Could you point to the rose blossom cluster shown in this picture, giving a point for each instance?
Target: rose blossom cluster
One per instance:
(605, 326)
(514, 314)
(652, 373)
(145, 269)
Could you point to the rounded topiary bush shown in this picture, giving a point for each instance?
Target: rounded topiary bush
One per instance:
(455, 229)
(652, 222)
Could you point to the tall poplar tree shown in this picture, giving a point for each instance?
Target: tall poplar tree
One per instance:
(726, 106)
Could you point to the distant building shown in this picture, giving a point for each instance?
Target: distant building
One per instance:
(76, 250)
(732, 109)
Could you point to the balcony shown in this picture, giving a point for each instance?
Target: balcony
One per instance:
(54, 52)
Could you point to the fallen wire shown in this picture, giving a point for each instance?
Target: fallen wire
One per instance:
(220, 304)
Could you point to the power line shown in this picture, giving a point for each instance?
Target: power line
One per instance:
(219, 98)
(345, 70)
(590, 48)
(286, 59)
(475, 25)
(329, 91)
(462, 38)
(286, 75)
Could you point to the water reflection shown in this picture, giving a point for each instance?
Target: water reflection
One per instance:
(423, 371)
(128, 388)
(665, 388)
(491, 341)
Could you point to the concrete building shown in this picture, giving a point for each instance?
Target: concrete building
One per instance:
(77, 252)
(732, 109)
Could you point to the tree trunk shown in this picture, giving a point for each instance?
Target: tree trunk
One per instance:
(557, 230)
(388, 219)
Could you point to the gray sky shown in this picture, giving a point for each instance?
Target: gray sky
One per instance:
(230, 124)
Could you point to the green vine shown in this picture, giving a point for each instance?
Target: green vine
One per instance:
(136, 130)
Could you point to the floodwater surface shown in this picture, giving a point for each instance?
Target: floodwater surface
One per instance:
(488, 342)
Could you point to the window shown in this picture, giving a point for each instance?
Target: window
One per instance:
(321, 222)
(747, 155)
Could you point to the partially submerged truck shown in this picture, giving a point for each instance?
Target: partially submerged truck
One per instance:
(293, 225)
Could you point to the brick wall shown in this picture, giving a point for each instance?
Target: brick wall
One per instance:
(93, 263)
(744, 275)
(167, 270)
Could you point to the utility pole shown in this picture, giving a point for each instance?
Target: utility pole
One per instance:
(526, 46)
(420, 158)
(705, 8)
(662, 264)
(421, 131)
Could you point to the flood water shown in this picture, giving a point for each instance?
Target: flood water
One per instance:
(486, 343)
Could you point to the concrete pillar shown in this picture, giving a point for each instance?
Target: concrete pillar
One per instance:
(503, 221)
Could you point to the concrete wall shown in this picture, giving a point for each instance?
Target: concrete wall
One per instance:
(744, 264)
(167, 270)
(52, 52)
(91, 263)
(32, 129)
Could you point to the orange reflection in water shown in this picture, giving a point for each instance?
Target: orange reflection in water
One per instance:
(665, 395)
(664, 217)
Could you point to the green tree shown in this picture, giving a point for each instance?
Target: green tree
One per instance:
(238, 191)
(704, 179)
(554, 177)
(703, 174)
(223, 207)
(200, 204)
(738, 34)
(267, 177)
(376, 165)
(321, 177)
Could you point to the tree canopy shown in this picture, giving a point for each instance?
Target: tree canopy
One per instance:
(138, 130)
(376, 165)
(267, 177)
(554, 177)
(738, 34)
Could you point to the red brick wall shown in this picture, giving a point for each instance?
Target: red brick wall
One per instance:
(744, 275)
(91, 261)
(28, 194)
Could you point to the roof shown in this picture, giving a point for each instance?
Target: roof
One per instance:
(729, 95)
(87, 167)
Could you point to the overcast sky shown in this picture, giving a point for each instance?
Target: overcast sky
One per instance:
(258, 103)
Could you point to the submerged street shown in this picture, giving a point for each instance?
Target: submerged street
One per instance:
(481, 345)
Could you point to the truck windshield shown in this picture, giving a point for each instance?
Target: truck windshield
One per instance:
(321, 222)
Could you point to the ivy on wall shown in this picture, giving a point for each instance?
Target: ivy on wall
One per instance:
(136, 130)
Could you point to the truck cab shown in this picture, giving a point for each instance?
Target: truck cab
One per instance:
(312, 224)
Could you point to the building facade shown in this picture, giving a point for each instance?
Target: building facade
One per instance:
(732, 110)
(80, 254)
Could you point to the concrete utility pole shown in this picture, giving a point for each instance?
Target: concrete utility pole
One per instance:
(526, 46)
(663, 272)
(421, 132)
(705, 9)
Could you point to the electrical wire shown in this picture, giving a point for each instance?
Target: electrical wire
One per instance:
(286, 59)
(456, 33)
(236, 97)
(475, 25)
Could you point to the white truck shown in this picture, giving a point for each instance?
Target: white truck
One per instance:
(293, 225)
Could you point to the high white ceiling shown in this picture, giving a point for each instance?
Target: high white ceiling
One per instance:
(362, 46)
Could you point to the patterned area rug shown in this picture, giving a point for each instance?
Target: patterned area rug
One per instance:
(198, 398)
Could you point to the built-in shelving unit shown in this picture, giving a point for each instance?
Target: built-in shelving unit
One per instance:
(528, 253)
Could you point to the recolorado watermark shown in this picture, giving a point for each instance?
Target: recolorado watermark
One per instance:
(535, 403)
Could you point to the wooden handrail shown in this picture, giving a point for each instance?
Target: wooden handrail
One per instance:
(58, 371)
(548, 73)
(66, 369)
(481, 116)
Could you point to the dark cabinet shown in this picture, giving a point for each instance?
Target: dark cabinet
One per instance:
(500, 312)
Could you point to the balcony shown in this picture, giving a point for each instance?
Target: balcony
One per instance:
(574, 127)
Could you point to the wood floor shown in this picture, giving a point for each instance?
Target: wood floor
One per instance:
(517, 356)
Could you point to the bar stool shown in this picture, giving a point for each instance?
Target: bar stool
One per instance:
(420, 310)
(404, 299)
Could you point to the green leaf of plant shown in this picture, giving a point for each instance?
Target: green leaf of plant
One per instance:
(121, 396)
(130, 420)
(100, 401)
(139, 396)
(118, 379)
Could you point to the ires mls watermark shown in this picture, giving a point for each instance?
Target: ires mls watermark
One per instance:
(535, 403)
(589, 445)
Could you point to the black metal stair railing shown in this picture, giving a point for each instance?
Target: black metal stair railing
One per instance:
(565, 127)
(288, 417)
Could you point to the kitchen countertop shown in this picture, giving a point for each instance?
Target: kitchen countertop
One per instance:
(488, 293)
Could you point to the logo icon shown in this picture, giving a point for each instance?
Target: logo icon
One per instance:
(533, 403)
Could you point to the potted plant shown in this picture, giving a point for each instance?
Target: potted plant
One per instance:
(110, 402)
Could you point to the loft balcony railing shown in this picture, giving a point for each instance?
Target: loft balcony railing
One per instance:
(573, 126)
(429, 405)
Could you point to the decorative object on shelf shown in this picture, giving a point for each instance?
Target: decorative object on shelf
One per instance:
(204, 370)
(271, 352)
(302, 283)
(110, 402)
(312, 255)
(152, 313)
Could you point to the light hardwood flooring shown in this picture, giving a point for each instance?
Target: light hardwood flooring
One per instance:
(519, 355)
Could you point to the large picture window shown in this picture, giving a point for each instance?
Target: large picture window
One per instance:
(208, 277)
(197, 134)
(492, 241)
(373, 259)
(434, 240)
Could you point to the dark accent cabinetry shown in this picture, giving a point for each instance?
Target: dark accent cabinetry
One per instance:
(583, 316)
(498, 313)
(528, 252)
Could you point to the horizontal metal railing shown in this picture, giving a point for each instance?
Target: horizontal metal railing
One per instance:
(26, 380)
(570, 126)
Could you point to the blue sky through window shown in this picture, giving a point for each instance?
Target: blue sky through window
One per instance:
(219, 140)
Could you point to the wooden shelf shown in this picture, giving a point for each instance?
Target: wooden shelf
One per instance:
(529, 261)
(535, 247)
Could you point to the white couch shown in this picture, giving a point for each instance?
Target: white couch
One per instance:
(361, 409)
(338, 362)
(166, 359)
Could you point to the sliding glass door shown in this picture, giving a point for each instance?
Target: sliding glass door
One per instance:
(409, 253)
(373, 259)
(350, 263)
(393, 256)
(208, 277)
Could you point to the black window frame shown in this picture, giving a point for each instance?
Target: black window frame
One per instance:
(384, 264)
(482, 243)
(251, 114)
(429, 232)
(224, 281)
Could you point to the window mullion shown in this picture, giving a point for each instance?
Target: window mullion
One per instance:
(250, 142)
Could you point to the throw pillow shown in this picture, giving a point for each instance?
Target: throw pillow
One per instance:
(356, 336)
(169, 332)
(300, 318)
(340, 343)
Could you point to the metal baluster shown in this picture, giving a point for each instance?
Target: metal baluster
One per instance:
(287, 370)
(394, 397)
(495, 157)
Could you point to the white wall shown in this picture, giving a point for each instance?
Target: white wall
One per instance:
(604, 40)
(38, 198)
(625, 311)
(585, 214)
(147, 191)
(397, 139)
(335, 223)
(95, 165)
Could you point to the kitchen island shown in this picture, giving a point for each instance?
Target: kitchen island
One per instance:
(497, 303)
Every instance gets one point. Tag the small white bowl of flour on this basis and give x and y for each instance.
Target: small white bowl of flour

....

Check every line above for the word "pillar" and copy those that have it.

- [Answer for the task]:
Could you point to the concrete pillar shown in this picture, giving a point for each instance?
Target: concrete pillar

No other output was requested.